Copy out the records verbatim, starting at the line that contains "Subject = paved brick walkway" and ending after the line that contains "xmin=505 ymin=0 xmax=897 ymax=141".

• _INPUT ROWS_:
***

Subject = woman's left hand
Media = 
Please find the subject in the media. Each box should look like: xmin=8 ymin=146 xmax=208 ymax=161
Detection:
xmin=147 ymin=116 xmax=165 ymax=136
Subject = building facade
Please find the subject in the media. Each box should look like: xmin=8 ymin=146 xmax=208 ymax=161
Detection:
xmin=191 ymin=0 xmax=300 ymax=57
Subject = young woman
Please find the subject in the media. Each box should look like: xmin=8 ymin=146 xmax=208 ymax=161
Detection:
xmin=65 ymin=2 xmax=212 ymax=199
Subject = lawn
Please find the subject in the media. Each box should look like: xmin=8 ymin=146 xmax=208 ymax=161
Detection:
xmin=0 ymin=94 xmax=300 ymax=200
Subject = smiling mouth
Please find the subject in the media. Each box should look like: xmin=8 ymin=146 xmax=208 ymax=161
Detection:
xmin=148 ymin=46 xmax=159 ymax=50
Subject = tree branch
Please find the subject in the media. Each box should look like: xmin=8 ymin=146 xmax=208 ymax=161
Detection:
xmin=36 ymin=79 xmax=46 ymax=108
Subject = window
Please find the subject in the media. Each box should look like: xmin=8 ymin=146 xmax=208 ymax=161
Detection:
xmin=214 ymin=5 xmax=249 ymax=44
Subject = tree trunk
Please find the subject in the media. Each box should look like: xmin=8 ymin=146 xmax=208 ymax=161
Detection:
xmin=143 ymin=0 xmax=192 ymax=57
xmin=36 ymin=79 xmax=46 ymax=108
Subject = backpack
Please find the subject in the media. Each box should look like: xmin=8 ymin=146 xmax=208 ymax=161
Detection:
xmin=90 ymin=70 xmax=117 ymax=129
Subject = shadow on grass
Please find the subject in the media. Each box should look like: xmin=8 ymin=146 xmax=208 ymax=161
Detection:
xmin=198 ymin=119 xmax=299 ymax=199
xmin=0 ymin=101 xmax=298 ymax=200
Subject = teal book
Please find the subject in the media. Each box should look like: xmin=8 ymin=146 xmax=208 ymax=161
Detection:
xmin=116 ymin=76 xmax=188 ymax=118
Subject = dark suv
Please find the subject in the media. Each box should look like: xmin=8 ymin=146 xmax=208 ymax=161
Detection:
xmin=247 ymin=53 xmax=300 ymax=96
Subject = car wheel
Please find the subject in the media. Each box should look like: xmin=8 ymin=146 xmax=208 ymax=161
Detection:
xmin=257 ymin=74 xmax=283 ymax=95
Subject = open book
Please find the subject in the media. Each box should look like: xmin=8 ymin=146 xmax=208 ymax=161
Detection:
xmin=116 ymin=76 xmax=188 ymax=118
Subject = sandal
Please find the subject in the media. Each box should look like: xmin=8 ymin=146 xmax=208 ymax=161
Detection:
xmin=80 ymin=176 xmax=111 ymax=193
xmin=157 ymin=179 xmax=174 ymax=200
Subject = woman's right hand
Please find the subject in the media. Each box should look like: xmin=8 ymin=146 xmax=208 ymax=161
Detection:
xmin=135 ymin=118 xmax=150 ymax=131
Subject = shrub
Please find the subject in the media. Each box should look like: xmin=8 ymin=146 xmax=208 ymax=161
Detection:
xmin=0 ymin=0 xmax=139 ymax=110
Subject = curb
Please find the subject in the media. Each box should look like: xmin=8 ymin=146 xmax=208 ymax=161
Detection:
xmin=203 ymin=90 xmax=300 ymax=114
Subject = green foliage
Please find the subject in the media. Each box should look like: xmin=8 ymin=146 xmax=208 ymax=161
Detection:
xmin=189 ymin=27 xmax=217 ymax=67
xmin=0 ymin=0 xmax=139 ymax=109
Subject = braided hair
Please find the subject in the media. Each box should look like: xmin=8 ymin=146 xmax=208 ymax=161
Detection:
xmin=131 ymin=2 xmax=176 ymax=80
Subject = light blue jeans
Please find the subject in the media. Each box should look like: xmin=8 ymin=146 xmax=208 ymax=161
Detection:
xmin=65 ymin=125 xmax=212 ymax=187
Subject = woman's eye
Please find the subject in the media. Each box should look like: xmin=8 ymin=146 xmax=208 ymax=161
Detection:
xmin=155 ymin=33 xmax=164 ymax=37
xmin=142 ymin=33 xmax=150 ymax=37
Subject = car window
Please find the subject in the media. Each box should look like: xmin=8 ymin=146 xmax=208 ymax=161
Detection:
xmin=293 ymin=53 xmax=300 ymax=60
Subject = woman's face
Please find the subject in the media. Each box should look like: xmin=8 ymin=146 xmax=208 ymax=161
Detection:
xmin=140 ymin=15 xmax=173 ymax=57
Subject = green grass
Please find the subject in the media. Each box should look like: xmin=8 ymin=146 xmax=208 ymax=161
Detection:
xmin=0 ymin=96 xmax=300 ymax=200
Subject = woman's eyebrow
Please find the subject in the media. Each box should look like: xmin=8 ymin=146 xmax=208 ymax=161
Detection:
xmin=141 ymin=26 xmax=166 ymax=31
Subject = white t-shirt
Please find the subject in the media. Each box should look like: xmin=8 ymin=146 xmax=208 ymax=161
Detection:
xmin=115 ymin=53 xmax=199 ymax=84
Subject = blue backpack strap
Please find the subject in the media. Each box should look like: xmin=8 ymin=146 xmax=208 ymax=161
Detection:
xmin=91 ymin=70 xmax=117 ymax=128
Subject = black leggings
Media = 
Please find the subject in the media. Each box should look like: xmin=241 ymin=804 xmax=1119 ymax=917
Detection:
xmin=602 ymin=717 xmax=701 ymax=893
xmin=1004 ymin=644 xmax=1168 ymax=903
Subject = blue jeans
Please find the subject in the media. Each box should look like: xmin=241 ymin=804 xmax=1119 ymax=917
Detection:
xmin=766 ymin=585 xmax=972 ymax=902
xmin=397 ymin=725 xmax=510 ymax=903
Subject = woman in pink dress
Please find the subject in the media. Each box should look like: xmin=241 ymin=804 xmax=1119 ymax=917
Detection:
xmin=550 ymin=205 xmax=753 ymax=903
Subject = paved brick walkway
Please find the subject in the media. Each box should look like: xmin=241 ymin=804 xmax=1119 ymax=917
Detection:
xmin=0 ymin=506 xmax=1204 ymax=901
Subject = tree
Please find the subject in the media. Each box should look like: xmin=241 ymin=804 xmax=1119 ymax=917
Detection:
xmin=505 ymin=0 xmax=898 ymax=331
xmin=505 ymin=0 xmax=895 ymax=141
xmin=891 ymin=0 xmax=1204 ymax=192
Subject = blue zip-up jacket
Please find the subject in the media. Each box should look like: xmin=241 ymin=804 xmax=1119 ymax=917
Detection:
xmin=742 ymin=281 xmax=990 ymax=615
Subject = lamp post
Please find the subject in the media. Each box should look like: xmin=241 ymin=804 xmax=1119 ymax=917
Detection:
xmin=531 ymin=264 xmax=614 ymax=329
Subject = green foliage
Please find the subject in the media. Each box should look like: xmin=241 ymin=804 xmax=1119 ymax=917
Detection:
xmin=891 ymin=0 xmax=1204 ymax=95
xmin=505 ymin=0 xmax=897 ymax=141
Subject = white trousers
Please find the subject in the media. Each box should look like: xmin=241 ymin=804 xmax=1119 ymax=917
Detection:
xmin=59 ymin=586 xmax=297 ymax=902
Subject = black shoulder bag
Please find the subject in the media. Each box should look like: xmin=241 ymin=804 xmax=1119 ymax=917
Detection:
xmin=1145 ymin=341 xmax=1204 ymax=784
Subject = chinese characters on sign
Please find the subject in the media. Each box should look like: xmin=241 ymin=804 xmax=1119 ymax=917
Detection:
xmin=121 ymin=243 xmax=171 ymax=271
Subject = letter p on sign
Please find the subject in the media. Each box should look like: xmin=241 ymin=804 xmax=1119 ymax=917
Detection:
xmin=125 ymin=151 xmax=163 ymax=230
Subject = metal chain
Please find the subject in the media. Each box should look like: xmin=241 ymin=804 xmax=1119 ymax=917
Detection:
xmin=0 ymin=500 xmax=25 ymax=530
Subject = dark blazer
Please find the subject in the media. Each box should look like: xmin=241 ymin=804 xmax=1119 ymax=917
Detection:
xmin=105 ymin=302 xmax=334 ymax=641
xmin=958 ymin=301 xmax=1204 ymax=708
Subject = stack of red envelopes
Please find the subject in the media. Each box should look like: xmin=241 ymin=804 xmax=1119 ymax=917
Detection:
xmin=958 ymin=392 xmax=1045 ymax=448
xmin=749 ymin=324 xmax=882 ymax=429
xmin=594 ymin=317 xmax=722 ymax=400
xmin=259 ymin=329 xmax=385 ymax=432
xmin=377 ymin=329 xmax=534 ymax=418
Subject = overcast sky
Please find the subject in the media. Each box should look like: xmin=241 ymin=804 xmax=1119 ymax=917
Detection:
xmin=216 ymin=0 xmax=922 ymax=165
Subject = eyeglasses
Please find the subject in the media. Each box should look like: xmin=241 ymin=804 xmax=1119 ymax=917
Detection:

***

• _FINISHED EXERCISE_:
Subject = paved brick walkway
Please find the subject in the media. Each box should look like: xmin=241 ymin=804 xmax=1119 ymax=917
Detection:
xmin=0 ymin=506 xmax=1204 ymax=901
Subject = tree
Please find the subject in the media. Each box should look like: xmin=241 ymin=804 xmax=1119 ymax=917
Detection:
xmin=505 ymin=0 xmax=898 ymax=331
xmin=505 ymin=0 xmax=895 ymax=141
xmin=891 ymin=0 xmax=1204 ymax=192
Subject = blue zip-up jacket
Please find the subject in the media. Each box should look like: xmin=241 ymin=804 xmax=1119 ymax=917
Detection:
xmin=742 ymin=281 xmax=990 ymax=615
Subject = lamp post
Please find the subject in the media. Each box should look like: xmin=241 ymin=804 xmax=1119 ymax=917
Detection:
xmin=531 ymin=264 xmax=614 ymax=329
Subject = green foliage
Please find the subject in the media. Each box should look like: xmin=241 ymin=804 xmax=1119 ymax=917
Detection:
xmin=891 ymin=0 xmax=1204 ymax=95
xmin=505 ymin=0 xmax=897 ymax=141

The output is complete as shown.